* Task directions
In the listing below, locate the line containing "Could you please pick out the dark red bud" and the line containing "Could you please pick out the nose". Output both of them and every line between, exactly as written, and nothing more.

--- Provided material Enclosed Below ---

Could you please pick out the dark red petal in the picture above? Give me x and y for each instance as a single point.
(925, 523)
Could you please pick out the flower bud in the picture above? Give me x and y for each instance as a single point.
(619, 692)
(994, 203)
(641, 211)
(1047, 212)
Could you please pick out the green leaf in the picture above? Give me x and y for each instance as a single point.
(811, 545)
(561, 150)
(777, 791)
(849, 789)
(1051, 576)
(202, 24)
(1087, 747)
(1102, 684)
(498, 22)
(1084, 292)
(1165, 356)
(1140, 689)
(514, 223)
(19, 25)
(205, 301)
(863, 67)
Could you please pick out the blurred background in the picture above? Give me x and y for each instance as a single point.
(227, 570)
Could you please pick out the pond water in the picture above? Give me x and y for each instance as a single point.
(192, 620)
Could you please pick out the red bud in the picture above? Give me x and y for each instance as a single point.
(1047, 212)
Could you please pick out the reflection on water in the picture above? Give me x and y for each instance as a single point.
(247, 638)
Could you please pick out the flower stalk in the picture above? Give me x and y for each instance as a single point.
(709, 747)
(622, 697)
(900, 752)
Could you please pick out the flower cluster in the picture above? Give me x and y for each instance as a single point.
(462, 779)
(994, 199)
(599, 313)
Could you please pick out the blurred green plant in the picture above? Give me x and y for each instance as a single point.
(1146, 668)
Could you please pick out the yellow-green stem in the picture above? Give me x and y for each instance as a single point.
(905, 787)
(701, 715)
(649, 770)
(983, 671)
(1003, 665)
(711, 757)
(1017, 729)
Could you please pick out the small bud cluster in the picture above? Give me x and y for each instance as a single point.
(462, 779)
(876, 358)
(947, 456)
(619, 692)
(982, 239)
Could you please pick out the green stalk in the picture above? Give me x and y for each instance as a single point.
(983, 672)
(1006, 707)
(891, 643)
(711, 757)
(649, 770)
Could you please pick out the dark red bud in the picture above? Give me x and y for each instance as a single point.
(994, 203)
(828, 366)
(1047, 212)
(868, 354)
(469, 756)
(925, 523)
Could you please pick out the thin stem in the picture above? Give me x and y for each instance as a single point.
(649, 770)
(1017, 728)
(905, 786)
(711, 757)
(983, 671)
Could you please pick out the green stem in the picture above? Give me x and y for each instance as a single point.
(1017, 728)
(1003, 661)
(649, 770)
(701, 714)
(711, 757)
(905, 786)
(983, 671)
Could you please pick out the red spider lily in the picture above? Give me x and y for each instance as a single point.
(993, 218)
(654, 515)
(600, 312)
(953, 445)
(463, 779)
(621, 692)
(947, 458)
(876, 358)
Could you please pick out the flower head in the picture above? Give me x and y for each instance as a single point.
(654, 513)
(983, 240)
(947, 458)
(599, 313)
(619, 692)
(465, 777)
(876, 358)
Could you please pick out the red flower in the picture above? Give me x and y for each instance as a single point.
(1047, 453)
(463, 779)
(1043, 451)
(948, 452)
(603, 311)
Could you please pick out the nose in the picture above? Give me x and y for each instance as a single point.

--- End of Enclosed Provided material ---
--- Provided material Enclosed Below ---

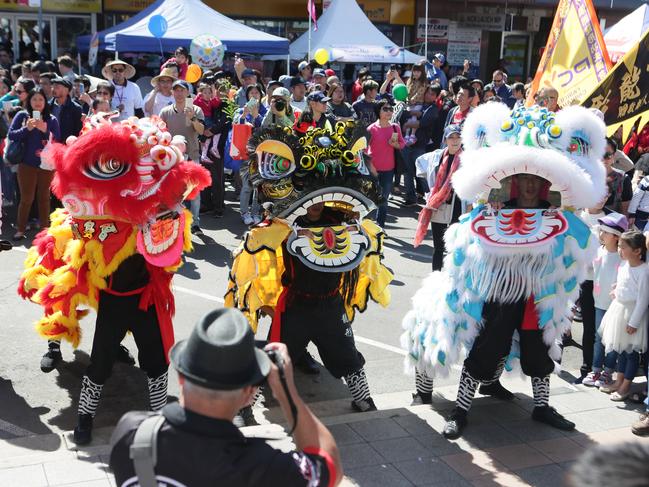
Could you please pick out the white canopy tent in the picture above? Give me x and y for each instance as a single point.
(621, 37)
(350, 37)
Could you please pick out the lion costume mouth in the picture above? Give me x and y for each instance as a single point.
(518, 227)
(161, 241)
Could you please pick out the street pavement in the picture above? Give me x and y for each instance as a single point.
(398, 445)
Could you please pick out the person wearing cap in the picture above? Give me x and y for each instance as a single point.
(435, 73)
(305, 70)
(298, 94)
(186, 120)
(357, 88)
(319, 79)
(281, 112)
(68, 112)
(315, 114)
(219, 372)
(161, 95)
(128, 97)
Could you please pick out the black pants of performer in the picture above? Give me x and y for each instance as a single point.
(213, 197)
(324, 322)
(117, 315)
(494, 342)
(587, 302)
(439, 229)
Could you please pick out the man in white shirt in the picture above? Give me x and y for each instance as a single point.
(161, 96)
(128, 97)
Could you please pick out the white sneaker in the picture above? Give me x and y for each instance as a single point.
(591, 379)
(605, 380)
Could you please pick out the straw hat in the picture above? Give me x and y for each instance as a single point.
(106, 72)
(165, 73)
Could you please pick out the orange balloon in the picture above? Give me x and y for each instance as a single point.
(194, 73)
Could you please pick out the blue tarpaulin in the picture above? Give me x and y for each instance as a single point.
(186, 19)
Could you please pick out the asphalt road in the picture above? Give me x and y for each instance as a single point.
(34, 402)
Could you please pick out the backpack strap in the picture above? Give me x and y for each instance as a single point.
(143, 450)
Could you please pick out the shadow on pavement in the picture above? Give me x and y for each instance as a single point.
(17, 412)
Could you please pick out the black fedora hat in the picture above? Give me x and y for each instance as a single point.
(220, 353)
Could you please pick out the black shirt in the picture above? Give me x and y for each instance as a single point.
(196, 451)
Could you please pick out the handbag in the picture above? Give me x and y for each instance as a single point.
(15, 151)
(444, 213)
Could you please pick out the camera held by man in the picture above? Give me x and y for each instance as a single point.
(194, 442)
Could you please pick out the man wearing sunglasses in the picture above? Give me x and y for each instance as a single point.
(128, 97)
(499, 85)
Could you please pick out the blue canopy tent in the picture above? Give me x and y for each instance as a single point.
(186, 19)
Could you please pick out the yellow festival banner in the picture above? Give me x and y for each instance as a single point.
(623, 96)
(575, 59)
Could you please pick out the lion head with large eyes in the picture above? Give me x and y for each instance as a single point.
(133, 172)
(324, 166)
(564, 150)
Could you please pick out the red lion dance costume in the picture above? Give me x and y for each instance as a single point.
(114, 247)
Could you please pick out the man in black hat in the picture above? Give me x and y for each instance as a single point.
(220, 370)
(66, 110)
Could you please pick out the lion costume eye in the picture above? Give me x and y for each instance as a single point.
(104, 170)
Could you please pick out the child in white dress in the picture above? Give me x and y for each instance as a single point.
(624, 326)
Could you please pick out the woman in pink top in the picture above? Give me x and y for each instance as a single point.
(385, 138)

--- End of Enclosed Provided material ---

* Output for this task
Could you please pick out the dark red bud in the picture above? Give me x and y for each instance as a single point.
(994, 203)
(828, 366)
(1047, 212)
(868, 354)
(469, 756)
(925, 523)
Could you please pick out the thin stem in the picture above? Give me x and y for each instance as a single point.
(649, 770)
(1017, 728)
(905, 786)
(711, 757)
(983, 671)
Could you please pick out the green stem in the picture above? Give me x and y for each instance as a single point.
(1017, 728)
(1003, 661)
(649, 770)
(701, 714)
(711, 757)
(905, 786)
(983, 671)
Could you please pick out the red spider lily in the picture above? Give me x and y for each instance as a single point.
(993, 218)
(654, 515)
(600, 312)
(953, 445)
(463, 779)
(621, 692)
(947, 458)
(876, 358)
Could you please pick out the flower head in the picture above? Give me x and y for each instance as a single point.
(654, 513)
(983, 240)
(947, 458)
(599, 313)
(619, 692)
(465, 777)
(876, 358)
Could you please pick out the red flower in the picture above? Give me x and y for each instance as a single point.
(1047, 453)
(463, 779)
(1043, 451)
(948, 452)
(603, 311)
Could you please pick out the nose in the picture above? Give me x and y for each instance as a single point.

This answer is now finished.